The conclusion most emphasized by the researchers is that children were significantly more likely to switch to the novel on a choice triad, and preferring the novel item was *not* significant during a non-choice triad. This is a perfectly reasonable thing to do (and so, evidence that even children have had time to build methods to deal with past preferences).

If you considered two 5.0 items and found one to be lacking, it might be simpler to reassign them to 4.5 and 5.5 than to 5.5 and 6.5. When offered a 5.0 again, one's reconsidering then makes the novel choice more likely. On the other hand, if one of two 5.0 items was forced upon you, you have no new information, so the other 5.0 and the novel 5.0 are still equivalent.

The monkey wrench in this logic is that the capuchins significantly chose the novel item in the choice triad, but significantly chose *against* in the non-choice triad. Before you throw yourself at that conundrum, the researchers noted that it could be an envy thing: perhaps the monkey intuited that the researchers were holding back the better item (of A and B) in the non-choice triad.

So... I don't see self-deception or endowment here, just preference updating. Move along.

___

**Activity:** Copy out everything in the passage on children's and capuchins' novel choices from "The monkey wrench" down to "updating. Move along.", word for word.

[Dataset items]
___

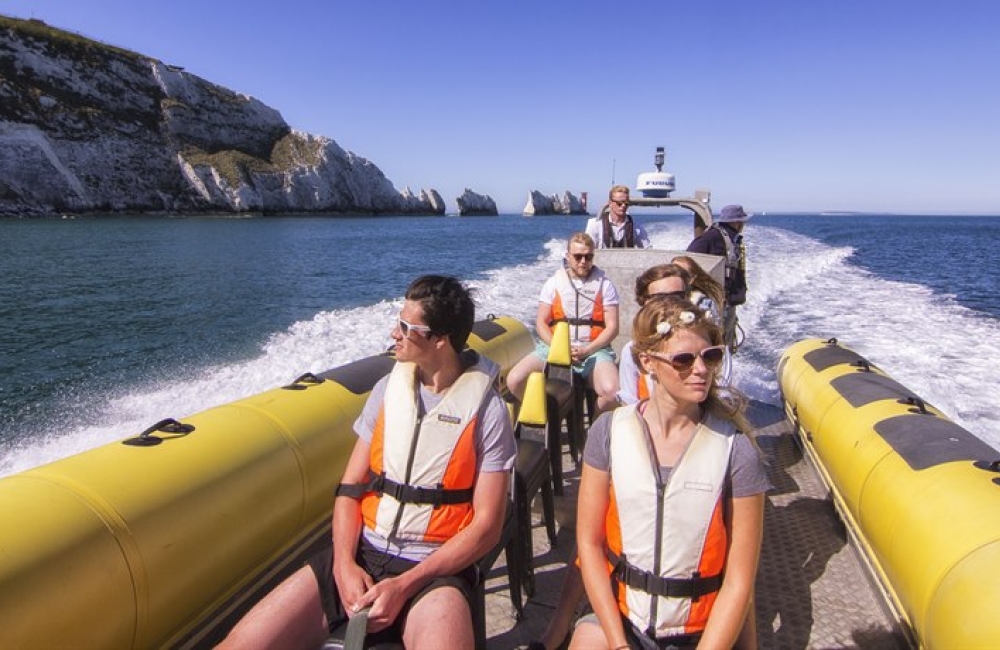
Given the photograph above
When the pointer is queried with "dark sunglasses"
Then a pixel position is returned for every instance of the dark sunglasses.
(405, 328)
(682, 361)
(669, 294)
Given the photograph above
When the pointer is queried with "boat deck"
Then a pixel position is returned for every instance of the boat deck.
(812, 590)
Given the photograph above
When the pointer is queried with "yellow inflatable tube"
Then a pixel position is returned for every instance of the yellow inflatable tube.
(135, 545)
(920, 493)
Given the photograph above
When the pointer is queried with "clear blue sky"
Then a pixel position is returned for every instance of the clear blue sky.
(779, 105)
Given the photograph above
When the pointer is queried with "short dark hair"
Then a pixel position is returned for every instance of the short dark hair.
(448, 307)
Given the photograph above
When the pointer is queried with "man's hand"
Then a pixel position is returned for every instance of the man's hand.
(352, 584)
(386, 599)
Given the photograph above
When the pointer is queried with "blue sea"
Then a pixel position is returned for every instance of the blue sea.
(108, 325)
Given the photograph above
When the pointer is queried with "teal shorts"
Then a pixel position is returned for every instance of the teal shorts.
(586, 369)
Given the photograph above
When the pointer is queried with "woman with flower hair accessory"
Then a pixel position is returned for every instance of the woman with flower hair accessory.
(709, 296)
(677, 461)
(656, 282)
(662, 280)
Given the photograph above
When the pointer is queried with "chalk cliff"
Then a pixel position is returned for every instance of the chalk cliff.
(471, 204)
(540, 204)
(85, 127)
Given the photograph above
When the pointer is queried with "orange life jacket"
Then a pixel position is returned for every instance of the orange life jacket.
(581, 305)
(422, 469)
(667, 541)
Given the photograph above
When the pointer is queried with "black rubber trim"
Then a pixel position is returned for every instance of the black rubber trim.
(925, 441)
(861, 388)
(830, 356)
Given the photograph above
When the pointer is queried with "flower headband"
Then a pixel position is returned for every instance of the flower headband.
(663, 328)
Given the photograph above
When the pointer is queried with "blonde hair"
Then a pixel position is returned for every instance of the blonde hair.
(658, 272)
(650, 335)
(580, 238)
(618, 188)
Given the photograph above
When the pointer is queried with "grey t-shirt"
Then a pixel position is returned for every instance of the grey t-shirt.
(747, 475)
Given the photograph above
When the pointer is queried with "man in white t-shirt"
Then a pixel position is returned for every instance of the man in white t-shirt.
(613, 227)
(406, 547)
(583, 296)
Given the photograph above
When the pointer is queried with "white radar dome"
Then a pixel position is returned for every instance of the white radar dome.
(655, 185)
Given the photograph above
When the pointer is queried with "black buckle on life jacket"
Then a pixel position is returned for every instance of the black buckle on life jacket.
(436, 496)
(694, 587)
(578, 321)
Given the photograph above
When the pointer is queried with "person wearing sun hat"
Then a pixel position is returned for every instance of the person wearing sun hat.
(725, 238)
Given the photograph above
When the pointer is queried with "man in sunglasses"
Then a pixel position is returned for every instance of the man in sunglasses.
(725, 238)
(422, 499)
(583, 296)
(614, 227)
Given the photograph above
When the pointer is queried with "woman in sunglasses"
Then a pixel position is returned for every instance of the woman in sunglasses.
(709, 296)
(669, 280)
(671, 500)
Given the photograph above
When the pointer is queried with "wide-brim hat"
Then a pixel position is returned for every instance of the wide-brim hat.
(733, 214)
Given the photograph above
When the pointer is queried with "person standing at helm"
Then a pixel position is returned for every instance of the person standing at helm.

___

**Answer for the task:**
The monkey wrench in this logic is that the capuchins significantly chose the novel item in the choice triad, but significantly chose *against* in the non-choice triad. Before you throw yourself at that conundrum, the researchers noted that it could be an envy thing: perhaps the monkey intuited that the researchers were holding back the better item (of A and B) in the non-choice triad.

So... I don't see self-deception or endowment here, just preference updating. Move along.